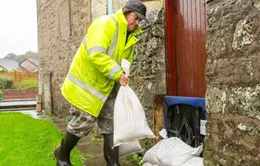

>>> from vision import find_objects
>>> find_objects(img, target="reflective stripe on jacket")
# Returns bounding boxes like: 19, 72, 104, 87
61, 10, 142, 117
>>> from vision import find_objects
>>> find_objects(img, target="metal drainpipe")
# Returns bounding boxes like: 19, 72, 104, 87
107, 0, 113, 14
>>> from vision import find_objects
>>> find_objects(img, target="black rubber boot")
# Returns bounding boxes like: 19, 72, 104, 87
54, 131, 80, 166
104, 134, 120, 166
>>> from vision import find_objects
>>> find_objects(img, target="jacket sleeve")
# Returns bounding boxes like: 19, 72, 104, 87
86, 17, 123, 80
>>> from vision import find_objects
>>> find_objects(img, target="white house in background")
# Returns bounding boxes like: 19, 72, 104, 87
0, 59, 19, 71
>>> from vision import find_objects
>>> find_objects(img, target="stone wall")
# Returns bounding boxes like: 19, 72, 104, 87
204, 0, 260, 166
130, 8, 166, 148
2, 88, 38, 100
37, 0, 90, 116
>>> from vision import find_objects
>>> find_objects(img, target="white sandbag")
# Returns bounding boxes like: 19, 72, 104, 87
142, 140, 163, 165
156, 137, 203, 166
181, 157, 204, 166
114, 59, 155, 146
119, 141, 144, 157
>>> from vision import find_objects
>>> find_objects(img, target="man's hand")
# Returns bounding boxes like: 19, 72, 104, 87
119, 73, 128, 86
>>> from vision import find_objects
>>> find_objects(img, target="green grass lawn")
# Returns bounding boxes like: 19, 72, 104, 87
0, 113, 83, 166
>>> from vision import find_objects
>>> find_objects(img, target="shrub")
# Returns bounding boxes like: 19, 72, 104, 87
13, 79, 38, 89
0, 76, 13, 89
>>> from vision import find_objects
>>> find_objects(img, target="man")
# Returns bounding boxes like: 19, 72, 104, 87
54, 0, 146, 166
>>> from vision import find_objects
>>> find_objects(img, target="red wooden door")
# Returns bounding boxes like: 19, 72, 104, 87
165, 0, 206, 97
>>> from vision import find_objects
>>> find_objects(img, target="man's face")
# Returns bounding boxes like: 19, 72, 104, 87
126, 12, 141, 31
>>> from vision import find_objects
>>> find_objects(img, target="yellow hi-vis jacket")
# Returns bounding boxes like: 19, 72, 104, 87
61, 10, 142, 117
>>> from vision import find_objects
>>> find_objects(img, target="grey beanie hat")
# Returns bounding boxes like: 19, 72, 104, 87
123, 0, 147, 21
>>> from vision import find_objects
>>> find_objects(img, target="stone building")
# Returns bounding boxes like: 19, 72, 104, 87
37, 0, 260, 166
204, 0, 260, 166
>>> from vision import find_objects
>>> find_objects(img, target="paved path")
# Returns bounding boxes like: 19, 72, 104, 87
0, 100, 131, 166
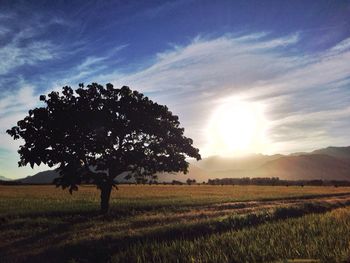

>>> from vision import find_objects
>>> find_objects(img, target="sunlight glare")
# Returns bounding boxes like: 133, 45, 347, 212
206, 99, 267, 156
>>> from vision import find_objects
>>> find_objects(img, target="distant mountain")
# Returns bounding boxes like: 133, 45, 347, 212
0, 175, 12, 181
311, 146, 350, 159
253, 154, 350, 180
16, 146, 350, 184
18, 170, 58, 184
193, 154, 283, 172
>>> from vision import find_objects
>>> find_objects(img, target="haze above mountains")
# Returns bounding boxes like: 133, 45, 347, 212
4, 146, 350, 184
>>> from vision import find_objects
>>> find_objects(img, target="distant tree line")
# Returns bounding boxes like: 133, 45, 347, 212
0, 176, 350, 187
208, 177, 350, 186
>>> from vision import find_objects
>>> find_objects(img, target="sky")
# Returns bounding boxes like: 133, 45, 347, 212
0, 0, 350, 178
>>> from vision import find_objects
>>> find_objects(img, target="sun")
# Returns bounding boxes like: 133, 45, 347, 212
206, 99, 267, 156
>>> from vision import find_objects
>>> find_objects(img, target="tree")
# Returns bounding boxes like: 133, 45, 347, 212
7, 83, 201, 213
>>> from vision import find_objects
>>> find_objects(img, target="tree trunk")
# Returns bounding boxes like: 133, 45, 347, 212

> **EXERCISE OBJECTIVE**
Pick out every line of the listing above that contains the string "jacket", treating uppercase and lowercase as different.

> **RESPONSE**
>>> find_objects(img, target="reflective stripe on jacket")
>>> find_objects(img, target="jacket sleeve")
>>> find_objects(img, target="yellow hi-vis jacket")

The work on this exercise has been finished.